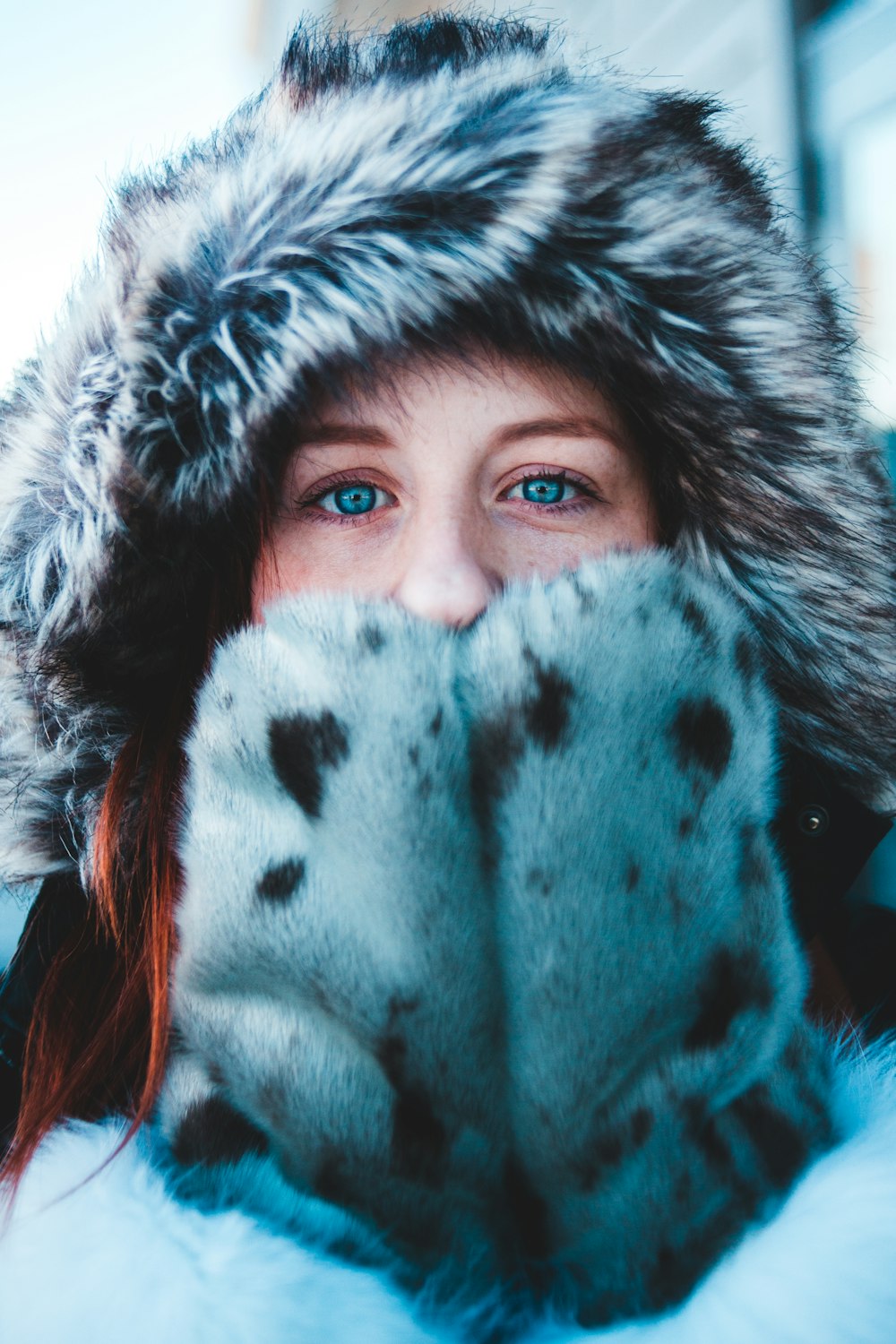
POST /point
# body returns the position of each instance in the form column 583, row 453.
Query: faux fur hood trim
column 126, row 1261
column 450, row 177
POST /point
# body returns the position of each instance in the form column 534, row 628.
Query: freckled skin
column 447, row 448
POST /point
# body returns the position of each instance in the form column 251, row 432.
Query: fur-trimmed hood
column 452, row 177
column 148, row 1266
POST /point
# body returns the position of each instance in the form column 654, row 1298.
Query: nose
column 445, row 580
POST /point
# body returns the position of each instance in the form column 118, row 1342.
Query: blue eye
column 357, row 497
column 543, row 489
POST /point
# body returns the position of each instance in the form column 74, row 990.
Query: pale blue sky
column 86, row 89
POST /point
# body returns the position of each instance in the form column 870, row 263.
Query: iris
column 543, row 489
column 355, row 499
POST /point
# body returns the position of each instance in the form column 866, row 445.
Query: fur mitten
column 484, row 940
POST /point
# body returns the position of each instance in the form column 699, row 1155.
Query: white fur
column 120, row 1260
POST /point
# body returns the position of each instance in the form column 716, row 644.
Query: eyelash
column 308, row 502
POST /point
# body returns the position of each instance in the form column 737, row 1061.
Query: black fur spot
column 419, row 1142
column 280, row 882
column 495, row 752
column 702, row 1132
column 702, row 736
column 212, row 1132
column 419, row 1147
column 538, row 879
column 640, row 1128
column 528, row 1212
column 301, row 746
column 611, row 1148
column 780, row 1147
column 694, row 616
column 371, row 639
column 755, row 871
column 745, row 659
column 732, row 986
column 547, row 712
column 677, row 1269
column 330, row 1179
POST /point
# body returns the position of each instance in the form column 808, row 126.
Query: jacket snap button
column 813, row 822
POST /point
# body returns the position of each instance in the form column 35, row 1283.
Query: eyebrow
column 373, row 435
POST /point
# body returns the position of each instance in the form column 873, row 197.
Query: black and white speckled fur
column 445, row 180
column 484, row 937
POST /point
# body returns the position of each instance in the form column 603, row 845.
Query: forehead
column 477, row 378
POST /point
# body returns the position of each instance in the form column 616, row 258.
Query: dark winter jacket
column 405, row 193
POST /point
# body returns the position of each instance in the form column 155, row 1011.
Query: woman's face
column 447, row 481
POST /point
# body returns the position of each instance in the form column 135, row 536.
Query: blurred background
column 90, row 90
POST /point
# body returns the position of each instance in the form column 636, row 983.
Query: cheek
column 309, row 558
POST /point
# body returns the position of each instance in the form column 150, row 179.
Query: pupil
column 541, row 489
column 355, row 499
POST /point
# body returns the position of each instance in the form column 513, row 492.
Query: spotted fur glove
column 484, row 943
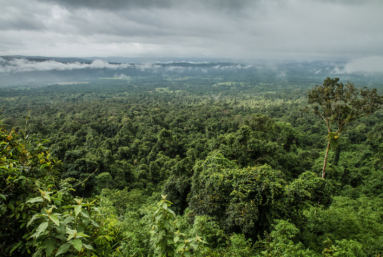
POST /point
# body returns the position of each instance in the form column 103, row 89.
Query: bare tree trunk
column 325, row 159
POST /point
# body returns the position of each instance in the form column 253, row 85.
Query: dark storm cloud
column 273, row 29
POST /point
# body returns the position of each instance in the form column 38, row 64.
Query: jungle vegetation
column 191, row 166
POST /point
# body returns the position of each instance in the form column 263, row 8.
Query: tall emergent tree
column 340, row 104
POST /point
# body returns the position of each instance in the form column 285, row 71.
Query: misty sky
column 274, row 29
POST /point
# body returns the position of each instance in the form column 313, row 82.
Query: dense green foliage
column 238, row 165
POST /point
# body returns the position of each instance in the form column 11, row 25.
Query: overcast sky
column 273, row 29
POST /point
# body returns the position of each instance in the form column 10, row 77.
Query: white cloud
column 274, row 29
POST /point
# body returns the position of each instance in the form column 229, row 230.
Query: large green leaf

----------------

▶ [Письменная инструкция]
Пожалуйста, выведите дословно строки записей от самого их начала до строки, где есть «column 447, row 448», включительно. Картинки в ответ не включайте.

▶ [Полное решение]
POST /point
# body returns the position of each instance in the form column 583, row 453.
Query: faux fur hood trim
column 126, row 1261
column 450, row 177
POST /point
# body returns the position of each instance in the form column 534, row 628.
Query: freckled skin
column 447, row 448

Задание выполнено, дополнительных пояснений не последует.